**What to do**
Exactly reproduce the lines from the one holding "point: the glacier terminus, a" through the final line of the listing below, with both ends included and nothing else.

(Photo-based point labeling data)
════

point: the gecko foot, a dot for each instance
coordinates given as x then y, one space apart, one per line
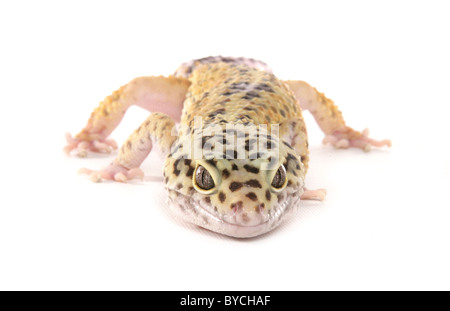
113 172
352 138
318 195
80 147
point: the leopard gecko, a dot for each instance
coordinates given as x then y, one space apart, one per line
232 137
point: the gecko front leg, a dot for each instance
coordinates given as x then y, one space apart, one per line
294 132
158 130
330 119
155 94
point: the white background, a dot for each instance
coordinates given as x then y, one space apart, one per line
384 225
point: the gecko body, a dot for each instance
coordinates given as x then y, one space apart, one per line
237 162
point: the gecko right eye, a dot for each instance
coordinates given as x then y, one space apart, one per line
279 180
203 178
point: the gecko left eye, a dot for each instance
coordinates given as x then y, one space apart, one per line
203 178
279 179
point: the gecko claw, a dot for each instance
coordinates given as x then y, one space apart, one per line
351 138
79 147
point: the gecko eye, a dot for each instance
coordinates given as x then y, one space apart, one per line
203 178
279 179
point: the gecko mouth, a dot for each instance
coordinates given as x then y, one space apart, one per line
233 224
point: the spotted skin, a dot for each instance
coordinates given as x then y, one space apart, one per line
251 141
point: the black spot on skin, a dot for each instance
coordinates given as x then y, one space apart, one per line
291 157
239 86
212 162
268 195
235 186
251 95
252 196
251 169
176 171
215 113
253 183
230 154
228 93
190 171
249 144
204 140
222 197
207 146
287 145
225 173
264 87
280 197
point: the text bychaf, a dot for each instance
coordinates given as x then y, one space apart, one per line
227 301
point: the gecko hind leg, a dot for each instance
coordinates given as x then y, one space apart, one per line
330 120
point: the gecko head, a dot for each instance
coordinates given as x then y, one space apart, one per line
242 184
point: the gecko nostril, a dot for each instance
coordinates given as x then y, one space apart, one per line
260 208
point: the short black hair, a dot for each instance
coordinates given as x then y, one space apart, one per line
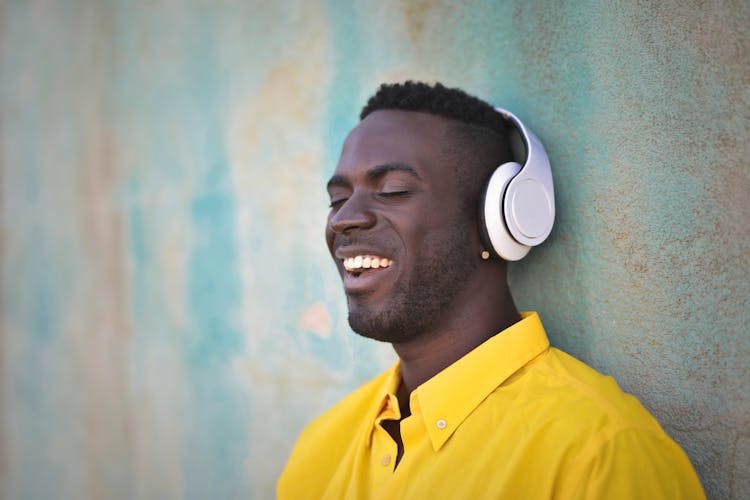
437 99
477 141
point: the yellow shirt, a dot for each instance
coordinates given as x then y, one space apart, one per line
513 419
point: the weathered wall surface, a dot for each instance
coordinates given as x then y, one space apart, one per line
170 320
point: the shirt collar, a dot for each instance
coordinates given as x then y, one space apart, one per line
446 399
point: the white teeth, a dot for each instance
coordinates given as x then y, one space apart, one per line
365 262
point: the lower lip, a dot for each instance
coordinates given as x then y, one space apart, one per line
367 281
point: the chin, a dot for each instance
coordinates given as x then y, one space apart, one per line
384 326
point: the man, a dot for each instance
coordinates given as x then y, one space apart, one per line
478 404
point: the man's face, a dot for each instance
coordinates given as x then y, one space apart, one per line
399 229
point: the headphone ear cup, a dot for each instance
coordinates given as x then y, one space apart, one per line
493 227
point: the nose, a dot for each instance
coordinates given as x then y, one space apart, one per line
353 214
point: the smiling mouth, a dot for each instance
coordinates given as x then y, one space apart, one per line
360 263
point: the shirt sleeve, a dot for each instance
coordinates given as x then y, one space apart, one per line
637 464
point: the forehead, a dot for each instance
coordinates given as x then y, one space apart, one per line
388 136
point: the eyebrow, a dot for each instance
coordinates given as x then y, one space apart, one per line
375 173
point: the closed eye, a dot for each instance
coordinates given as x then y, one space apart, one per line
395 194
337 203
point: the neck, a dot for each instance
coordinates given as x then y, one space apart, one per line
475 317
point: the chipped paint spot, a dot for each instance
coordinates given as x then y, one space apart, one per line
317 320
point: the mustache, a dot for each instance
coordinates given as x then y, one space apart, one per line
365 240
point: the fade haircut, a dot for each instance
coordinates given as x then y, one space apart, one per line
477 139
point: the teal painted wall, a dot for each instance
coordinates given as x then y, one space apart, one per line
170 320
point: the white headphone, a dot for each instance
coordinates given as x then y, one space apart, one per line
518 208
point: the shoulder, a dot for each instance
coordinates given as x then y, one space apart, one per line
612 444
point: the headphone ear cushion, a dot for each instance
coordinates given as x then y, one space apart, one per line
493 227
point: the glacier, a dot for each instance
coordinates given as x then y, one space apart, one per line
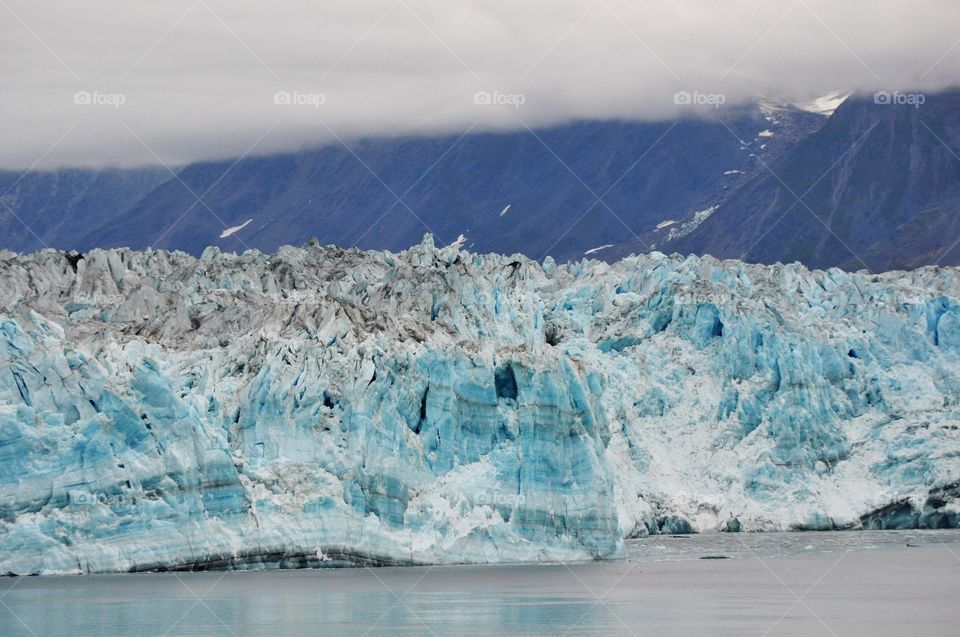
325 407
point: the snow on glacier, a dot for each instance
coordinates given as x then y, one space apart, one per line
322 406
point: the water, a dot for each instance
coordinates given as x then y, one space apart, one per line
837 583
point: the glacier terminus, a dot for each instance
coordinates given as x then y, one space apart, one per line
324 407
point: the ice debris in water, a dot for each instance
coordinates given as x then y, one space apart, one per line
322 406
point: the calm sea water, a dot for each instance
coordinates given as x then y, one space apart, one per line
838 583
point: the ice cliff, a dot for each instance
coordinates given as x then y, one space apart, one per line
327 406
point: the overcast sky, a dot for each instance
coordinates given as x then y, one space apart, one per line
182 80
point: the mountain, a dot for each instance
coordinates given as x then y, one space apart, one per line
321 406
841 181
57 208
877 187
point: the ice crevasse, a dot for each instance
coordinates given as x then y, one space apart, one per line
321 406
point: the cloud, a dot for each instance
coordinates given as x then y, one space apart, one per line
188 80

════

**Answer for this exercise**
point: the glacier terminus, a dot for each instance
coordinates given as x then y, one space apart, one per line
324 407
point: the ice debris in water, a dot for each instance
coordinates given as x then y, one space apart, one per line
322 406
point: the calm sea water, a dot for each instance
coordinates given as x then y, one space apart, one per line
838 583
point: the ice cliff, a dot for each instance
coordinates given as x then y, one space apart, one per line
327 406
point: the overcast sky, a dot for each instance
coordinates given as x then y, one space apart, one per line
182 80
point: the mountain, a dot for each instance
coordinates given as x then y, one space apart, one per line
321 406
841 181
57 208
877 187
point: the ice crevasse, a dot for each instance
coordinates given as x then y, one space apart, one per line
321 406
point: the cloud, a dot for each instance
coordinates given as x then y, one space apart, one per line
188 80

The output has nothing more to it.